**What is being asked:** Within the records below, find the line containing "Where can the black suv". Reproduce it and each line after it exactly, and nothing else.

[Point-per-instance localization data]
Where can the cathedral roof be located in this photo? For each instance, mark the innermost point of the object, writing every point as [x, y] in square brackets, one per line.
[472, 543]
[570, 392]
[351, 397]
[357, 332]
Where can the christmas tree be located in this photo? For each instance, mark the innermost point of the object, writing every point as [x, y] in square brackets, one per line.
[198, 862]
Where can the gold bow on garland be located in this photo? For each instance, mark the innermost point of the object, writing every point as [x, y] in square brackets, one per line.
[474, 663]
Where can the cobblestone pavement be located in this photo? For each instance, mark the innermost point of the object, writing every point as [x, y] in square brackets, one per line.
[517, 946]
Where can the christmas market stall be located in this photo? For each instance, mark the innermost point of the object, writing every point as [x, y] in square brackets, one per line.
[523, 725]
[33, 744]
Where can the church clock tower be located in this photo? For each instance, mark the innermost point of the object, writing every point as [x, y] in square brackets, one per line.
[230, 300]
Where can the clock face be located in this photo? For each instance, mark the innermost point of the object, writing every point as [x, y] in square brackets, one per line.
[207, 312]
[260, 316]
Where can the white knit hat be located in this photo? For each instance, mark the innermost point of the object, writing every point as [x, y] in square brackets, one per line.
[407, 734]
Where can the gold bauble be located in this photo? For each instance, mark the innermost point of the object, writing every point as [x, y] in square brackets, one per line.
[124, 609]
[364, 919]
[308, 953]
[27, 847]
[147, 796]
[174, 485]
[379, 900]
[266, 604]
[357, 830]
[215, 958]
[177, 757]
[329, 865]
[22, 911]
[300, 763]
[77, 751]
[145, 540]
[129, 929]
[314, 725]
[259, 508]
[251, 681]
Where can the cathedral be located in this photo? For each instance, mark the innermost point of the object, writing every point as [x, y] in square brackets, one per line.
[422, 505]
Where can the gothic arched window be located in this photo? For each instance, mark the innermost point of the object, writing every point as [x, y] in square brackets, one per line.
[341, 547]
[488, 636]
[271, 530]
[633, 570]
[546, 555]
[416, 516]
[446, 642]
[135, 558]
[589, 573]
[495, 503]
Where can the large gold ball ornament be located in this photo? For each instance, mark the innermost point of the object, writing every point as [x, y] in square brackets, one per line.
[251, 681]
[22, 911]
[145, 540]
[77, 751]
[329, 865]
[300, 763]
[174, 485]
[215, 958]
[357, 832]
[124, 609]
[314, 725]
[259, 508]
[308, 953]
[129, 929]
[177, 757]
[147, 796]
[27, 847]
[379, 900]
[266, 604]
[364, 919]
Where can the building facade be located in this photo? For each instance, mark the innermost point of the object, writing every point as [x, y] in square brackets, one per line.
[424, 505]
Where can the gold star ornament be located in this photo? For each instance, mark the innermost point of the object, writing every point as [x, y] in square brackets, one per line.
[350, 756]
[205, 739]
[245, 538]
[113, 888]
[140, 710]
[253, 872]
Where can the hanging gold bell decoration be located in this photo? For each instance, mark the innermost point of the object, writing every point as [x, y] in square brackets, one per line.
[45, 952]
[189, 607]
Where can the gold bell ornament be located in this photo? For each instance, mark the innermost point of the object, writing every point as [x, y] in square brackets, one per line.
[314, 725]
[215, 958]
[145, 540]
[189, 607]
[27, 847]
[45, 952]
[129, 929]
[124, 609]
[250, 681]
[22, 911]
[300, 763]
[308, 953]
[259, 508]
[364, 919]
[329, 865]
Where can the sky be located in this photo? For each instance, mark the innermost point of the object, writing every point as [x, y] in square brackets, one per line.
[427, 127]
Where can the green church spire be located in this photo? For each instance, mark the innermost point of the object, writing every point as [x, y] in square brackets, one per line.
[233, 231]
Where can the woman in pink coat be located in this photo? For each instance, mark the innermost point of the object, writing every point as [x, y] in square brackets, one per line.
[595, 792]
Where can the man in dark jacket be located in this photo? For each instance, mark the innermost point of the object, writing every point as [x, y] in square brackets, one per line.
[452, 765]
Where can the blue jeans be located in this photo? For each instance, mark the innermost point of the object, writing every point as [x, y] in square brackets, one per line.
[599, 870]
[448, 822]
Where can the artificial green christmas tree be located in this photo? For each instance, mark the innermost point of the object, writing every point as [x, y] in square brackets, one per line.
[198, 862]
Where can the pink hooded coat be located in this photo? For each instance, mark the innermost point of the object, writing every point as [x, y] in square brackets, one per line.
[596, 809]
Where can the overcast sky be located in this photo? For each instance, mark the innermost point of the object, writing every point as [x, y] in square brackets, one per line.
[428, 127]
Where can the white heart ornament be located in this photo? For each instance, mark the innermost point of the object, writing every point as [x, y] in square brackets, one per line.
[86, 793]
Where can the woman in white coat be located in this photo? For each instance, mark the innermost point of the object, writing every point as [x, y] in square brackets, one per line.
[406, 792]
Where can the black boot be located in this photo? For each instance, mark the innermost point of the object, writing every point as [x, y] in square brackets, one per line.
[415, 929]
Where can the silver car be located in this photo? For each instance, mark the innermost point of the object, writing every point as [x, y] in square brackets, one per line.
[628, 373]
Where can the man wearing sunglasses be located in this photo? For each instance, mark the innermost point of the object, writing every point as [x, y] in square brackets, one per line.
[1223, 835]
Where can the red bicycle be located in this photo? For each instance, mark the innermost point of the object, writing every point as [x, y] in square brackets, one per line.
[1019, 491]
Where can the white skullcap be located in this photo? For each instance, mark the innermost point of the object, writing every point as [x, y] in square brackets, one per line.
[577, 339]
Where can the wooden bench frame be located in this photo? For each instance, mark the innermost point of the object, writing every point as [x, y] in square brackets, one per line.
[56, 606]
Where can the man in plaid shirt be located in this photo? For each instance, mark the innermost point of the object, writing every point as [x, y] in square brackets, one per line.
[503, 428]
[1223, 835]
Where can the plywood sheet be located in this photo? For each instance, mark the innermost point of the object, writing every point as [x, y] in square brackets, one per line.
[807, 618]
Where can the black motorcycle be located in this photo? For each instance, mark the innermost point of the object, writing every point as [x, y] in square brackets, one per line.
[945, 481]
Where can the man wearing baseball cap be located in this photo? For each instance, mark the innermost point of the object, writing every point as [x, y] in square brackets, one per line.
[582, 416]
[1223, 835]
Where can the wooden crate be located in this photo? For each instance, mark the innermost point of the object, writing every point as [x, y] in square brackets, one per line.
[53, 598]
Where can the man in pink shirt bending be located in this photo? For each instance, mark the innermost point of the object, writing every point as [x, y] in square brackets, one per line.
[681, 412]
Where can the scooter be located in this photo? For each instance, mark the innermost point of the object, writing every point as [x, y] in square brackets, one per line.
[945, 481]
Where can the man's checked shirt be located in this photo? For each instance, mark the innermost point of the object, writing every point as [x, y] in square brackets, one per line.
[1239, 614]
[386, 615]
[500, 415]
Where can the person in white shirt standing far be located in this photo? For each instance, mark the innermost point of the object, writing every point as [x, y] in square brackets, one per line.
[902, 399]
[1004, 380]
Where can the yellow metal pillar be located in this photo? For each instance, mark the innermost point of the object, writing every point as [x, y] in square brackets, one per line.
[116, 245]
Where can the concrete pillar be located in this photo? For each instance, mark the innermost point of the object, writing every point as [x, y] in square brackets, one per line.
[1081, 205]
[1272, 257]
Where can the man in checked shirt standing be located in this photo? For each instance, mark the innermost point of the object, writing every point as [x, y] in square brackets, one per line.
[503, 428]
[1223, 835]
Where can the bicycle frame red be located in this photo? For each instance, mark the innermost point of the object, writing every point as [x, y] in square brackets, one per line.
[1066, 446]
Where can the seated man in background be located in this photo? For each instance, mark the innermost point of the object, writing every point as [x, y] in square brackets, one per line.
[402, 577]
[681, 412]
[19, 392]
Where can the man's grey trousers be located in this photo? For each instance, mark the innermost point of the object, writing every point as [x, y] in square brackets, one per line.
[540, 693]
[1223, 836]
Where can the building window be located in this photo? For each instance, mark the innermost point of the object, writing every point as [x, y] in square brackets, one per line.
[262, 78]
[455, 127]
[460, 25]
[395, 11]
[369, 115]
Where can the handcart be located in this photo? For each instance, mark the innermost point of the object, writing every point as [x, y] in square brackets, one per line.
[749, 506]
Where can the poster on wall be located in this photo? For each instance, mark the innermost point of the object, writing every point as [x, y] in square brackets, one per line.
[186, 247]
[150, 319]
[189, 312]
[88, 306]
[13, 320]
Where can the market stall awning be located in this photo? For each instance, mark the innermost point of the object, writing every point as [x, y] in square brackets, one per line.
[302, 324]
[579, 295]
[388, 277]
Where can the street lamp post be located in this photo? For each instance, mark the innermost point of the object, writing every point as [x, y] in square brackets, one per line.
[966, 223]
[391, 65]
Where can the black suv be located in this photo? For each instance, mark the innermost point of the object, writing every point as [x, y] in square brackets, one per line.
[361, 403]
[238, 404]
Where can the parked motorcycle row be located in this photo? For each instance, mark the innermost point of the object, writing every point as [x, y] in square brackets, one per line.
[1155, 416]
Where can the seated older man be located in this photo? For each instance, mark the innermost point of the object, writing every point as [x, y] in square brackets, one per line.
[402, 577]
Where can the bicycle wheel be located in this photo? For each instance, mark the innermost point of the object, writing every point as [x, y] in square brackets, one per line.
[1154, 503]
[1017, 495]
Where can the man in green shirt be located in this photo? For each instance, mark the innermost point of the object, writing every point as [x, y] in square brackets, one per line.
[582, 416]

**Expected answer:**
Where can the black suv be located in this photo? For each instance, mark the innermost point of the object, writing every point as [x, y] in square brackets, one per line.
[361, 403]
[238, 404]
Where can the parked motorcycle row be located in this photo? For each instance, mark the innermost point of the object, writing every point as [x, y] in square brackets, one per line.
[1155, 416]
Where can the seated older man be located in this photo? For each instance, mark the innermost point of the object, writing every point as [x, y] in square brackets, one per line.
[402, 577]
Where can the bicycle wheel be located in this photo? For each instance, mark the innermost point of the object, writing every point as [x, y] in square brackets, one per line.
[1154, 503]
[1017, 495]
Where can the man in green shirt be located in this photo? For each instance, mark the innermost point of the object, writing every point as [x, y] in square brackets, one per line.
[582, 416]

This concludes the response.